DIRECTIONS FOR THIS TASK: Line by line, set down all the data below exactly, omitting any picture.

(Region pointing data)
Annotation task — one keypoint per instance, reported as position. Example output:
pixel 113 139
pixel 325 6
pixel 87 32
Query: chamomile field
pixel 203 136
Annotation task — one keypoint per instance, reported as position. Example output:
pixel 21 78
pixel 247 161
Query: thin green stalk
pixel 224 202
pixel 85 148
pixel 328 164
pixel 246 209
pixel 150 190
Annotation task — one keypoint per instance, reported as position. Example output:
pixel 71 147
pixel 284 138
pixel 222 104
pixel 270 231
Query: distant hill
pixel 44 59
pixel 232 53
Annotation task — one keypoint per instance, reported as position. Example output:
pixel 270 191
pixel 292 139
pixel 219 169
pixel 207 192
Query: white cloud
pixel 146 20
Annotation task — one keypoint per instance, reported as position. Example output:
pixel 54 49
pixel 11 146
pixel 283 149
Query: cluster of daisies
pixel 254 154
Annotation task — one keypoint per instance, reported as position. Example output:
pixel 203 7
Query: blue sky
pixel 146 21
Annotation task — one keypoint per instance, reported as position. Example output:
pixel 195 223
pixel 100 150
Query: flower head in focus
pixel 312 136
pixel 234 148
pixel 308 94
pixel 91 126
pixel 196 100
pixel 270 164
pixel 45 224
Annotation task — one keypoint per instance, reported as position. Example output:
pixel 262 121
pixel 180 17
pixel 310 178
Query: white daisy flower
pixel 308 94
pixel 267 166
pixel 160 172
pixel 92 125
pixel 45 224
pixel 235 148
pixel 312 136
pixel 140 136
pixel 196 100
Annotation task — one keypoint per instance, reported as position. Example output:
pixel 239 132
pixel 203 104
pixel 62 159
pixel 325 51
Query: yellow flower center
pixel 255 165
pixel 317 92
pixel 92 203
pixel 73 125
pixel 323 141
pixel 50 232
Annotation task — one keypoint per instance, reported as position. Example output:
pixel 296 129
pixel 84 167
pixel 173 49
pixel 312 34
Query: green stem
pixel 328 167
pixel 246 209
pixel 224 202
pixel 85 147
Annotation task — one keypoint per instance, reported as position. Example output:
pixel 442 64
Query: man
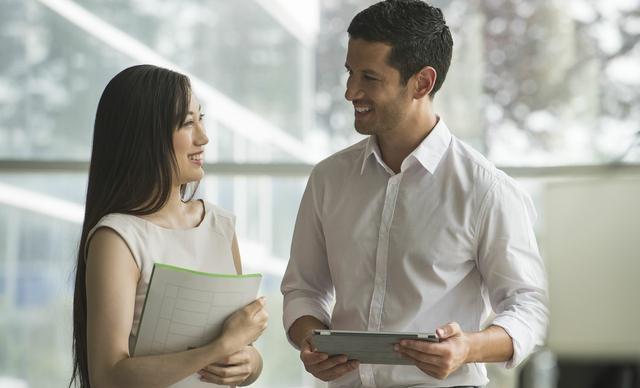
pixel 411 229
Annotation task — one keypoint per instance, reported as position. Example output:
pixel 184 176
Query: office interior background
pixel 549 90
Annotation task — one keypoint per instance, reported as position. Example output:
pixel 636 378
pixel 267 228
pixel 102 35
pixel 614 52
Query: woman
pixel 147 148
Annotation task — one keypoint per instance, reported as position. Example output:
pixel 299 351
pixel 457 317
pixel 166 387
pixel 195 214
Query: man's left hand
pixel 438 359
pixel 234 369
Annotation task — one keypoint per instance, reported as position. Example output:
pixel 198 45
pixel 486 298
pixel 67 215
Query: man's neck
pixel 396 145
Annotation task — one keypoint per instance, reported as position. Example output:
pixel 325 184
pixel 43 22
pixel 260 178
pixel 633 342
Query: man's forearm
pixel 303 327
pixel 492 344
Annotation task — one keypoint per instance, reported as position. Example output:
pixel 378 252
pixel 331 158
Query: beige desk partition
pixel 591 245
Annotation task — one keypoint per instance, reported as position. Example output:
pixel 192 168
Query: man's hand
pixel 234 369
pixel 438 359
pixel 321 365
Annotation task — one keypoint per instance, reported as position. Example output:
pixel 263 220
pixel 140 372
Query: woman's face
pixel 188 144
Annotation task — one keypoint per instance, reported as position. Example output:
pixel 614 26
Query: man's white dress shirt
pixel 448 238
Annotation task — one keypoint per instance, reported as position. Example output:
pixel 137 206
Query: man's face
pixel 379 99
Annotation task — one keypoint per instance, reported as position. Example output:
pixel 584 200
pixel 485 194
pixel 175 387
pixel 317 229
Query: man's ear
pixel 424 82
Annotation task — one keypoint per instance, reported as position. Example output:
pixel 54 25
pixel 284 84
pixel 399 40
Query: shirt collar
pixel 429 152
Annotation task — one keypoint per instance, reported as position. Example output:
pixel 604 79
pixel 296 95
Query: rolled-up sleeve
pixel 306 286
pixel 511 266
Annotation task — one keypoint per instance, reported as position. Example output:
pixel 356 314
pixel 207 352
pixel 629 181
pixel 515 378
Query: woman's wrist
pixel 256 366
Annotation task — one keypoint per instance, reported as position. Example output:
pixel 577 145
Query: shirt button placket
pixel 380 283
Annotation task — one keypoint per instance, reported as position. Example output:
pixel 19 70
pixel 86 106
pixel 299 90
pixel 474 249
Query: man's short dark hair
pixel 416 32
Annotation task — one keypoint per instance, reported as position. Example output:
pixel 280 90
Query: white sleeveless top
pixel 206 247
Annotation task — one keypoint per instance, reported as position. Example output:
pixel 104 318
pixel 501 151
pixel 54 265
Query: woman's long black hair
pixel 132 166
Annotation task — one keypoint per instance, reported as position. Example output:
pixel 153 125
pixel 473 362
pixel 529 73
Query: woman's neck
pixel 176 214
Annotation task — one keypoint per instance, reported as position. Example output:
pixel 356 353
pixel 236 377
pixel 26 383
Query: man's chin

COMPLETED TASK:
Annotation task — one keypoint per instance, reported as position. Example output:
pixel 113 139
pixel 325 6
pixel 87 32
Query: chamomile field
pixel 203 136
Annotation task — one keypoint per instance, reported as position. Example output:
pixel 21 78
pixel 247 161
Query: thin green stalk
pixel 224 202
pixel 85 148
pixel 328 164
pixel 246 209
pixel 150 190
Annotation task — one keypoint per instance, reported as position. Example output:
pixel 71 147
pixel 284 138
pixel 222 104
pixel 270 231
Query: distant hill
pixel 44 59
pixel 232 53
Annotation task — one keypoint per instance, reported as position. Example output:
pixel 270 191
pixel 292 139
pixel 219 169
pixel 207 192
Query: white cloud
pixel 146 20
Annotation task — one keypoint per instance, reported as position. Example output:
pixel 54 49
pixel 11 146
pixel 283 149
Query: cluster of daisies
pixel 254 154
Annotation task — one keypoint per instance, reported as position. Example output:
pixel 203 7
Query: blue sky
pixel 146 21
Annotation task — one keypoint per instance, reported as position. Example output:
pixel 195 223
pixel 100 150
Query: flower head in focus
pixel 312 136
pixel 234 148
pixel 308 94
pixel 91 126
pixel 196 100
pixel 270 164
pixel 45 224
Annotation task — one keypoint per instance, reported as position. Example output:
pixel 262 121
pixel 180 17
pixel 310 178
Query: white daisy flower
pixel 308 94
pixel 267 166
pixel 160 172
pixel 92 125
pixel 45 224
pixel 235 148
pixel 312 136
pixel 140 136
pixel 196 100
Annotation task — one keypoint per instance, reported as position. Example output:
pixel 239 132
pixel 203 104
pixel 62 159
pixel 325 51
Query: yellow flower center
pixel 255 165
pixel 317 92
pixel 92 203
pixel 73 125
pixel 323 141
pixel 50 232
Annotation task — one keypoint per instance, reported as position. Example output:
pixel 296 129
pixel 84 167
pixel 173 49
pixel 312 34
Query: green stem
pixel 328 167
pixel 246 209
pixel 224 202
pixel 85 147
Annotation task — one keypoint per instance, reported as position. Example output:
pixel 442 64
Query: man
pixel 411 229
Annotation task — one keypoint per instance, reported as position. Example output:
pixel 184 176
Query: office interior background
pixel 549 90
Annotation task — one keypoint per instance, reported as position. Example output:
pixel 636 378
pixel 267 228
pixel 102 35
pixel 614 52
Query: woman
pixel 147 148
Annotation task — one keypoint per instance, reported as position. Example output:
pixel 299 351
pixel 457 317
pixel 166 387
pixel 195 214
Query: man's left hand
pixel 438 359
pixel 234 369
Annotation task — one keypoint per instance, reported as position. Example output:
pixel 198 45
pixel 486 298
pixel 67 215
Query: man's neck
pixel 396 145
Annotation task — one keypoint per instance, reported as position. Example output:
pixel 325 184
pixel 43 22
pixel 260 178
pixel 633 342
Query: man's forearm
pixel 303 327
pixel 492 344
Annotation task — one keypoint per instance, reported as position. Example output:
pixel 378 252
pixel 331 158
Query: beige desk partition
pixel 591 245
Annotation task — one keypoint per instance, reported as position. Example output:
pixel 192 168
Query: man's hand
pixel 234 369
pixel 438 359
pixel 321 365
Annotation task — one keypoint per instance, reported as position. Example output:
pixel 263 220
pixel 140 372
Query: woman's face
pixel 188 144
Annotation task — one keypoint per instance, reported as position. Example output:
pixel 614 26
Query: man's white dress shirt
pixel 448 238
Annotation task — one keypoint per instance, reported as position. Example output:
pixel 137 206
Query: man's face
pixel 379 99
Annotation task — one keypoint per instance, reported as position. Example output:
pixel 584 200
pixel 485 194
pixel 175 387
pixel 317 229
Query: man's ear
pixel 424 82
Annotation task — one keypoint per instance, reported as position. Example output:
pixel 54 25
pixel 284 84
pixel 399 40
Query: shirt collar
pixel 429 152
Annotation task — one keypoint per instance, reported as position. Example output:
pixel 604 79
pixel 296 95
Query: rolled-up sleeve
pixel 306 286
pixel 511 266
Annotation task — one keypoint per instance, reported as position. Example output:
pixel 356 314
pixel 207 352
pixel 629 181
pixel 515 378
Query: woman's wrist
pixel 256 366
Annotation task — one keypoint per instance, reported as position. Example output:
pixel 577 145
Query: shirt button placket
pixel 380 283
Annotation task — one keypoint per instance, reported as position. Example output:
pixel 19 70
pixel 86 106
pixel 299 90
pixel 474 249
Query: man's short dark hair
pixel 416 32
Annotation task — one keypoint per instance, reported as position. Example output:
pixel 280 90
Query: white sleeveless top
pixel 206 247
Annotation task — one keypoint per instance, reported as position. Example output:
pixel 104 318
pixel 501 151
pixel 54 265
Query: woman's long black hair
pixel 132 166
Annotation task — one keypoint per instance, reported as position. Example output:
pixel 153 125
pixel 473 362
pixel 529 73
Query: woman's neck
pixel 176 214
Annotation task — one keypoint per instance, reported as position. Example output:
pixel 356 353
pixel 236 377
pixel 26 383
Query: man's chin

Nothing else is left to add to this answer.